- _Material to process_
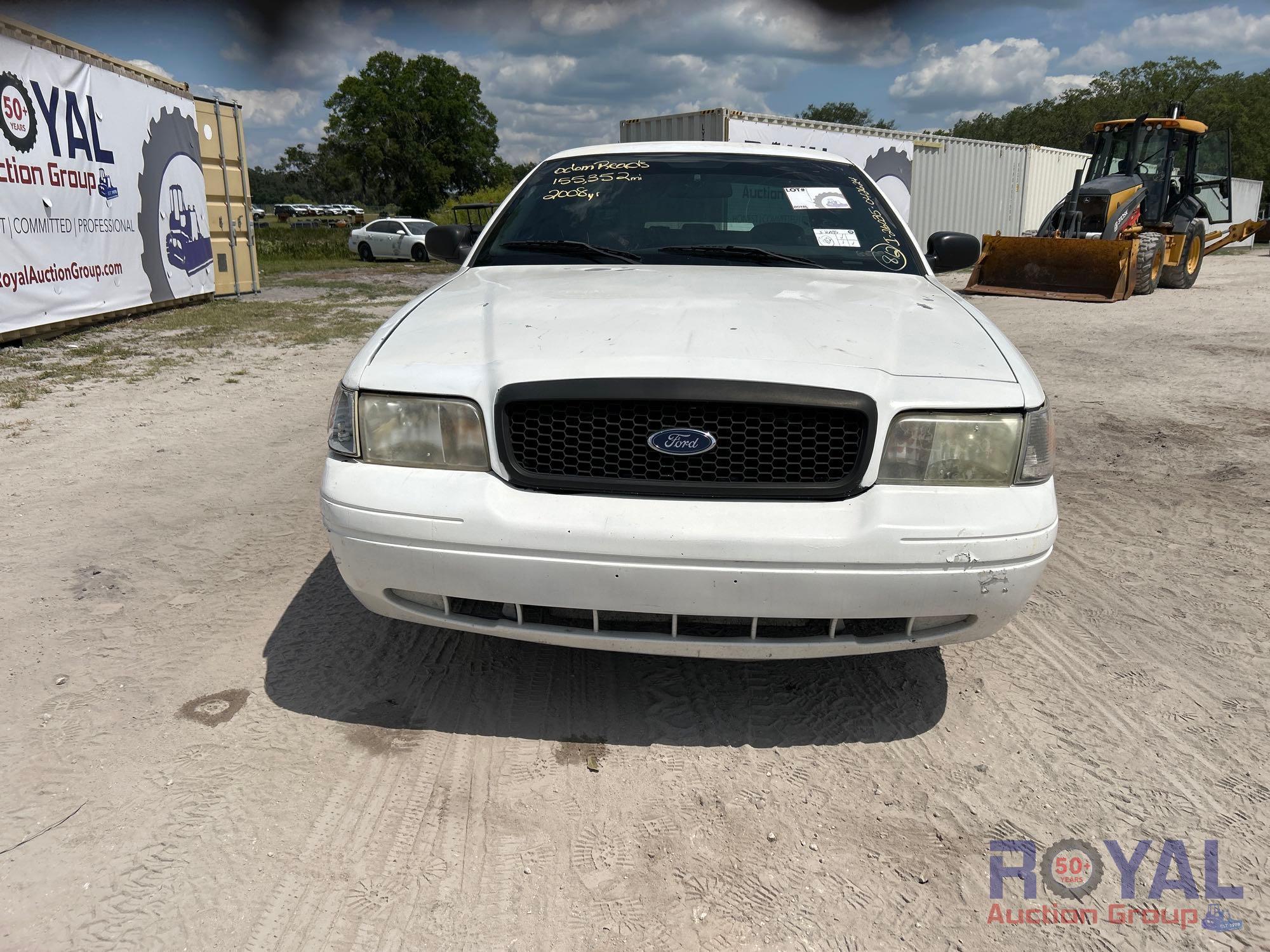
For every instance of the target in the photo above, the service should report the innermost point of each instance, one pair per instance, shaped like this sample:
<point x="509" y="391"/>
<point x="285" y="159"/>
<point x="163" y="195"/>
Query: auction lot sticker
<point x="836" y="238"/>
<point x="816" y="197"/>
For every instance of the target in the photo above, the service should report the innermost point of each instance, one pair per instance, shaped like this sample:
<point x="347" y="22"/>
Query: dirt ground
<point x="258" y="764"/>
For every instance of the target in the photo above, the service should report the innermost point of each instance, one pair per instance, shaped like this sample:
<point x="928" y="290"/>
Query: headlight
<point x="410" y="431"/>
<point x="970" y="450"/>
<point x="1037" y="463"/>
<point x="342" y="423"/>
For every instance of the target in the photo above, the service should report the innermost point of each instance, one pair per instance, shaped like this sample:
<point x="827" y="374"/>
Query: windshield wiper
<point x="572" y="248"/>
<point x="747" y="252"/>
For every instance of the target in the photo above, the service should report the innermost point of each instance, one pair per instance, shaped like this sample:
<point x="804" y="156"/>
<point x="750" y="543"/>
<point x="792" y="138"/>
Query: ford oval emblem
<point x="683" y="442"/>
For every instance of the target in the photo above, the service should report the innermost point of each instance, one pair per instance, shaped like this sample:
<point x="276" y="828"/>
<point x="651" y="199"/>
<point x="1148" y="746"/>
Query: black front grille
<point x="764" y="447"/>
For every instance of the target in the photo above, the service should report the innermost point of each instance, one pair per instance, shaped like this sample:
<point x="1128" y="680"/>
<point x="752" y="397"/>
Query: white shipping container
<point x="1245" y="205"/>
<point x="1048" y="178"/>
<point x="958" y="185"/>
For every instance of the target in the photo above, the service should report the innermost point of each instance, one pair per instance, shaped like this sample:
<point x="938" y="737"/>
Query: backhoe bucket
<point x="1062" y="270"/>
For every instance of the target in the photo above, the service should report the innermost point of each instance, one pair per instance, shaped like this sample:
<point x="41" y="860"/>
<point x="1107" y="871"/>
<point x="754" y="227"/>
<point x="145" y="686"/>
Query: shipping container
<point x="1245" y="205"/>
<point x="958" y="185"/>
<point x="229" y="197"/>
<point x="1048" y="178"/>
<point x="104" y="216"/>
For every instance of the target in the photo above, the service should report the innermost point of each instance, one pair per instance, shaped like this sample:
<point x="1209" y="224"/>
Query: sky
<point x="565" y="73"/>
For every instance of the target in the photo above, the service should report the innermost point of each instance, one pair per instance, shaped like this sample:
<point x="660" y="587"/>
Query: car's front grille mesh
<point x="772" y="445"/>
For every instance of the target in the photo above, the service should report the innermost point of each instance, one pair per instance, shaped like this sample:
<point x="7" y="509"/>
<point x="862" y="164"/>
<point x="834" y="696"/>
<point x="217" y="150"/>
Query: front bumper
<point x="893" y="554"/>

- _Exercise objective_
Copy out the records above in full, exactly as written, but not the pictures.

- _Answer to this task_
For every instance of the target in the photo above, the service should report the innermost point of each instance, one pair per instance, shaped like this sample:
<point x="509" y="391"/>
<point x="285" y="159"/>
<point x="163" y="195"/>
Query: auction lot sticker
<point x="836" y="238"/>
<point x="816" y="197"/>
For every instance of the target in the photo above, the service should report the innermost point of each instance, one pair per instance, shaped like this sample:
<point x="347" y="22"/>
Query: dirt ground
<point x="258" y="764"/>
For every instance of the target in the photo above, the service should report the innermost point of each instance, one pair per instance, shaped like this sample:
<point x="928" y="290"/>
Query: headlight
<point x="410" y="431"/>
<point x="970" y="450"/>
<point x="1037" y="463"/>
<point x="342" y="423"/>
For every instance of the target in the photo above, the service should report the innermost point of each instance, one pair per instance, shaped like this sample:
<point x="827" y="374"/>
Query: windshield wiper
<point x="572" y="248"/>
<point x="747" y="252"/>
For every instance of the target in the photo above, the service should report the innermost point of each instance, one pair per instance, shaped like this sample:
<point x="804" y="156"/>
<point x="750" y="543"/>
<point x="792" y="138"/>
Query: ford oval emblem
<point x="683" y="442"/>
For every instance of the target in the photo above, the service should report the innermost point of each instance, one pair per instance, shaped like this sample:
<point x="276" y="828"/>
<point x="651" y="199"/>
<point x="1148" y="746"/>
Query: black front grille
<point x="764" y="447"/>
For every instance of the target in the photo above, the service should report the innermost point of each instance, one pair per instance, shaped like this sample:
<point x="1128" y="680"/>
<point x="752" y="397"/>
Query: white shipping container
<point x="1245" y="205"/>
<point x="1048" y="178"/>
<point x="958" y="185"/>
For every instance of the target in the photo above, the service should report the innermost point of each instance, one pair per instance, shaped like this sample:
<point x="938" y="737"/>
Query: backhoe bucket
<point x="1062" y="270"/>
For every instance of the target in the photo above, the service should report the innermost point of each instance, one pair per instance, shaped like this sample:
<point x="41" y="860"/>
<point x="1107" y="871"/>
<point x="754" y="227"/>
<point x="145" y="686"/>
Query: shipping container
<point x="1245" y="205"/>
<point x="958" y="185"/>
<point x="229" y="197"/>
<point x="1048" y="178"/>
<point x="104" y="216"/>
For every instance of the target in the photo above, the service should report the innermost point of each instance, one pair per instance, shaped like this sample:
<point x="1209" y="224"/>
Query: sky
<point x="565" y="73"/>
For every instance of the target in the photo above, the service should report the innermost point of each instance, one pair per instance, shaped like this sample:
<point x="660" y="587"/>
Query: car's front grille mesh
<point x="772" y="445"/>
For every instance of the target in the photo above, the service should report the innermost point of each instance, one pair per instance, shaped like this sample:
<point x="7" y="509"/>
<point x="862" y="164"/>
<point x="834" y="696"/>
<point x="217" y="150"/>
Query: front bumper
<point x="893" y="554"/>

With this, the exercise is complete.